* **Questions to answer**:
[a] In the sketch of Fr Joseph Willy below, condense the paragraph beginning "Joseph Willy first found shelter" into a bulleted list that keeps its main facts.
[b] Answer these questions from the sketch of Fr Joseph Willy below:
(i) On what date did Fr Willy join the Mangalore Mission?
(ii) At what age did he enter the Society of Jesus?
(iii) In which city was he ordained priest?
[c] Duplicate the stretch of the sketch of Fr Joseph Willy below, from "Fr Joseph Willy, SJ" through "5 December 1879.", without changing anything.

* **Exercise text**:

►

Fr Joseph Willy, SJ |
Poor me! to venture to write on Fr Joseph Willy, S. J. and a mere sketch of his life at that when a to-volume biography would hardly do justice to the man who was the twin founder of the St Aloysius College. Hold me excused, therefore, at my attempt to put together in some order a few details in the long life of Fr Joseph Willy.
Fr Willy was not one of the first nine who landed in Mangalore on the last day of December 1878. But if I may draw a comparison with full respect to the first college of Apostles, Fr Willy, like St Paul, was drafted into the first batch and like St Paul stands out prominent. He joined the Mangalore Mission a year later on 5 December 1879.
(Fr Joseph Anthony Willy, SJ, a photo sketch by John Chandran, SAHS (2021) |
Joseph Anthony Willy was one of those sturdy Swiss, who came out to India when the Bombay Mission was transferred by the Holy See to the German Province of the Society of Jesus, whilst the Rt Rev. Anastasius Harmann, O.D.C., of blessed memory, was Vicar-Apostolic of Bombay and Administrator of Poona. Fr Willy was born in Switzerland on September 29, 1824. Of his youth, we are sorry to say, we have hardly any particulars, except that at the age of twenty he entered the Society of Jesus on October 1, 1844. His first religious training as a Jesuit Novice, he received at the College of Brig in Switzerland under the able direction of the famous Father George Standinger, who was for many years Master of Novices. At the same College of Brig he was, after his two years' Novitiate, engaged in the study of the classics and Rhetoric for two more years. When towards the end of 1847, the Protestant Cantons of Switzerland began a fanatical war against the Catholic Church, the Jesuits were the first against whom they directed all their fury. Then it was that our young scholastic, together with his brethren in religion, had to leave his romantic mountain home, in all possible disguises, to find a refuge on foreign soil. However, much they regretted to leave their cherished homes and the people they loved so well, still they went rejoicing that they were accounted worthy to suffer reproach for the name of Jesus".
Joseph Willy first found shelter in a College of the Society of Jesus in Savoy. After a short sojourn there he went to the United States of America. At St Louis, Missouri, he was engaged in his Philosophical studies, and here and at Cincinnati, Ohio, he laid the foundation for the career in which he so distinguished himself later on in India. For, whilst pursuing his own studies, he was engaged in educating the young Americans, both as disciplinarian and as teacher. We find him there as prefect of discipline and professor of Latin, Greek, Mathematics, French and German. In 1852 he returned to Europe for his study of Theology which he pursued successively at Louvain, Utrecht and Cologne. He was ordained priest at Cologne, and then made his third year of probation at Coblenz. His Jesuit formation was now complete. After spending two more years at Bonn where he was occupied partly with training of young scholastics and partly with the formation of university students, he received orders to leave for Bombay. Father Willy arrived on October 27, 1858, together with Father Leo Meurin, who later became famous as Vicar- Apostolic of Bombay and Archbishop of Port Louis, ile of Mauritius. Both men made their mark, because they were men of single purpose, seeking nothing but God's greater glory and the good of their fellowmen.

◄

* **Provided information**:
►

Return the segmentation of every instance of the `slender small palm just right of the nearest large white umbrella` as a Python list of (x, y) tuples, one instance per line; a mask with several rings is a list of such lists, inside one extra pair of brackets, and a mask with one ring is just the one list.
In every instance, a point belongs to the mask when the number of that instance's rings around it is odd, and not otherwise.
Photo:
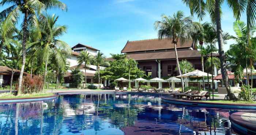
[[(219, 66), (220, 66), (220, 61), (219, 61), (219, 58), (217, 58), (217, 57), (208, 57), (207, 58), (207, 61), (206, 61), (206, 65), (207, 65), (207, 67), (208, 67), (208, 69), (210, 69), (211, 70), (211, 74), (212, 74), (212, 99), (214, 99), (214, 97), (213, 97), (213, 67), (217, 67), (217, 68), (219, 68)], [(209, 80), (208, 80), (208, 84), (209, 84)]]

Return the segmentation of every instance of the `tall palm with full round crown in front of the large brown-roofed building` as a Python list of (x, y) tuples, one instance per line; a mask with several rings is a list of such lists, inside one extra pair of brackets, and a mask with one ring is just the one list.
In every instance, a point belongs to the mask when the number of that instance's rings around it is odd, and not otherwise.
[[(156, 21), (154, 25), (155, 29), (158, 30), (158, 38), (170, 39), (171, 43), (174, 45), (178, 73), (181, 75), (176, 45), (179, 40), (181, 43), (184, 43), (185, 40), (189, 40), (191, 38), (188, 34), (192, 25), (191, 17), (185, 17), (184, 12), (177, 11), (177, 13), (174, 13), (172, 17), (162, 15), (162, 21)], [(184, 92), (184, 83), (182, 78), (181, 84), (182, 92)]]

◄

* **Answers for the exercise**:
[a]
- Found shelter at a Jesuit college in Savoy, then went to the United States.
- Studied philosophy at St Louis, Missouri. There and at Cincinnati, Ohio, he also taught young Americans as prefect of discipline and professor of Latin, Greek, Mathematics, French and German.
- Returned to Europe in 1852 to study theology at Louvain, Utrecht and Cologne. He was ordained priest at Cologne and made his third year of probation at Coblenz.
- Spent two years at Bonn training young scholastics and forming university students.
- Was ordered to Bombay and arrived on October 27, 1858, with Father Leo Meurin, later Vicar-Apostolic of Bombay and Archbishop of Port Louis, Mauritius.
- Both men made their mark through their single purpose: God's greater glory and the good of their fellowmen.

[b]
(i) 5 December 1879
(ii) Twenty
(iii) Cologne

[c]
Fr Joseph Willy, SJ |
Poor me! to venture to write on Fr Joseph Willy, S. J. and a mere sketch of his life at that when a to-volume biography would hardly do justice to the man who was the twin founder of the St Aloysius College. Hold me excused, therefore, at my attempt to put together in some order a few details in the long life of Fr Joseph Willy.
Fr Willy was not one of the first nine who landed in Mangalore on the last day of December 1878. But if I may draw a comparison with full respect to the first college of Apostles, Fr Willy, like St Paul, was drafted into the first batch and like St Paul stands out prominent. He joined the Mangalore Mission a year later on 5 December 1879.